-- Exercise passage --

Although the current iteration of DSA has been around since the early 1980s, the organization only became politically relevant during Sanders’ first presidential campaign in 2015, and exploded when Trump was elected. Five years is a very short period of time to have helped elect City Council members, state senators and representatives, and members of Congress all across the country. According to a 2018 Reuters survey, 70% of Americans support a national health care plan — due to Sanders’ popularization of the universal healthcare program and to the organizing and canvassing DSA chapters, along with other organizations like National Nurses United, have done around the legislation.
DSA-backed candidates succeed for a few main reasons: They campaign on actual policies, have a vision of how to govern, and don’t just depend on the fact that they’re not Republicans. These policies include Medicare for All, a Green New Deal and a Jobs Guarantee — programs that would improve the quality of life for working people all over this country. And because policies they support are so popular and inspiring, DSA-backed candidates attract dedicated canvassers and organizers, willing to spend nights and weekends knocking doors and making calls to get them elected.
Now, thanks to DSA members across the country, there is a socialist in Austin City Council and in both the Rhode Island and Montana State Houses. In Pennsylvania, there are three socialists who are almost certainly headed to the legislature in Harrisburg. Socialists in Boulder, Colorado worked alongside the ACLU to win a ballot measure that guarantees no eviction without representation, and DSA members partnered with the labor unions AFSCME and SEIU to pass Preschool for All in Multnomah County, Oregon. And in both Florida and Portland, Maine, ballot initiatives for a $15 minimum wage passed.

-- Information shown --

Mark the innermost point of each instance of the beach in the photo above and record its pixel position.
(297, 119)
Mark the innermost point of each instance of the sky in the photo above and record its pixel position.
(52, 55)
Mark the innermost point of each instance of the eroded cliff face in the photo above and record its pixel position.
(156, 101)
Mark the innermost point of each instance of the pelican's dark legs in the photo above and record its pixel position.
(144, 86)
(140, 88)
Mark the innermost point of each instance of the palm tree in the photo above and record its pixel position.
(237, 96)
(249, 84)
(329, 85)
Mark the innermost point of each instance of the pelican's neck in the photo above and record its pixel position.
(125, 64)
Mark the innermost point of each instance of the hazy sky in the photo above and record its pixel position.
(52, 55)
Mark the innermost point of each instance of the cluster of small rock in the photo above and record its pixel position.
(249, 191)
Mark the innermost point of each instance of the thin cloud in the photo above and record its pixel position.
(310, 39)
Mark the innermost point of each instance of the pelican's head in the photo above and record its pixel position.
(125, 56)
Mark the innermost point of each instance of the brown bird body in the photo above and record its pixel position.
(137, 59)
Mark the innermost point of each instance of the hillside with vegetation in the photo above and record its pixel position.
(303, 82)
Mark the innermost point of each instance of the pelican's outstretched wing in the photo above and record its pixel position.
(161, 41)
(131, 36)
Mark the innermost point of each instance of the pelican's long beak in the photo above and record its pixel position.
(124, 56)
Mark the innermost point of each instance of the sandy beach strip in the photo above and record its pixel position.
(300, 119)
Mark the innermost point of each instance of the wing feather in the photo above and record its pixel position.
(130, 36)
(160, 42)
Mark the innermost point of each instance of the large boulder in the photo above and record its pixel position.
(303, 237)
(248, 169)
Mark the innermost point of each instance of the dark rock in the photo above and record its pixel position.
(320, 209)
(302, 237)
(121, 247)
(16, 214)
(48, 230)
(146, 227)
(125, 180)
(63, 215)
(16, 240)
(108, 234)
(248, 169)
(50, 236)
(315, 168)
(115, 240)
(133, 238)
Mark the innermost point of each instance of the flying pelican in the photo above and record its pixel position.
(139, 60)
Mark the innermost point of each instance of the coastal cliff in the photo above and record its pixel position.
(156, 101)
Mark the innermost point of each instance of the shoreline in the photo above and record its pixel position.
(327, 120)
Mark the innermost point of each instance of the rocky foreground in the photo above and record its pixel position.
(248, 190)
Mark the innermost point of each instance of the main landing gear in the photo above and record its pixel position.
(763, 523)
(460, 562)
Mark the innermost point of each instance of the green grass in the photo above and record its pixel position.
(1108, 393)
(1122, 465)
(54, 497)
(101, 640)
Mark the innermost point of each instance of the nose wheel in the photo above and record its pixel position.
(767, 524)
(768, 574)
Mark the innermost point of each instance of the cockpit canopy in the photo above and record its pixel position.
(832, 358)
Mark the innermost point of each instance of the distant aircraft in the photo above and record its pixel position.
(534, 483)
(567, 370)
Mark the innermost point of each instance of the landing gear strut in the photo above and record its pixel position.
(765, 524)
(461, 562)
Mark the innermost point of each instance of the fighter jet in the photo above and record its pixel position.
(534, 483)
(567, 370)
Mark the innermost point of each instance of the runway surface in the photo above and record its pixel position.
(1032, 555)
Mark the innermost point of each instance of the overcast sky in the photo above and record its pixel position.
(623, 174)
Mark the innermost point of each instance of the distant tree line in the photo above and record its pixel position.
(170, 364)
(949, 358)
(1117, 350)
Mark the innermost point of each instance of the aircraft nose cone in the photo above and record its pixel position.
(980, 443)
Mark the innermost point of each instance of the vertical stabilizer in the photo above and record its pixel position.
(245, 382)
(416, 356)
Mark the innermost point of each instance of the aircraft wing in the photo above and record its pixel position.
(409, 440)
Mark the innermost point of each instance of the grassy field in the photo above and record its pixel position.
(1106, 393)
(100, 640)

-- Work instruction 1 --
Answer these questions using the passage about DSA:
(a) What share of Americans support a national health care plan, according to the 2018 Reuters survey?
(b) Which three policies do DSA-backed candidates campaign on?
(c) Which labor unions did DSA members partner with to pass Preschool for All in Multnomah County, Oregon?
-- Work instruction 2 --
In the passage about DSA, recast the paragraph beginning "DSA-backed candidates succeed for a few main reasons" as a short bulleted list that keeps its main facts.
-- Work instruction 3 --
Write the next paragraph of the passage about DSA, continuing after its final sentence.

-- Answer box 1 --
(a) 70%
(b) Medicare for All, a Green New Deal and a Jobs Guarantee
(c) AFSCME and SEIU

-- Answer box 2 --
- DSA-backed candidates campaign on actual policies and have a vision of how to govern, rather than relying on not being Republicans.
- Their policies include Medicare for All, a Green New Deal and a Jobs Guarantee, programs meant to improve life for working people.
- Because these policies are popular and inspiring, the candidates attract dedicated canvassers and organizers who knock doors and make calls on nights and weekends.

-- Answer box 3 --
While it’s clear that most DSA victories have been in big cities or more liberal states thus far, it’s important that we don’t discount the incredible organizing happening in the South and in rural areas. (Marquita Bradshaw ran a DSA-backed campaign for Senate in Tennessee but lost; Kim Roney, endorsed by her DSA chapter, won a seat on the Asheville City Council.)
And while the Democratic party is loath to give DSA any encouragement, DSA member Tlaib may have helped to secure Biden’s victory in Michigan by helping to massively increase voter turnout from 2016. DSA’s ideology, focused on a society that works for all of us instead of the wealthy few, is far more inspiring to young and working people than someone who is running for office just because they’re not Trump. It might take the Democratic Party time to realize that (or perhaps it never will), but to the average person, political conditions are changing fast — and DSA is playing a critical role in that transformation.
(Mindy Isser works in the labor movement and lives in Philadelphia. Article courtesy: In These Times, an independent magazine of news, culture and opinion.)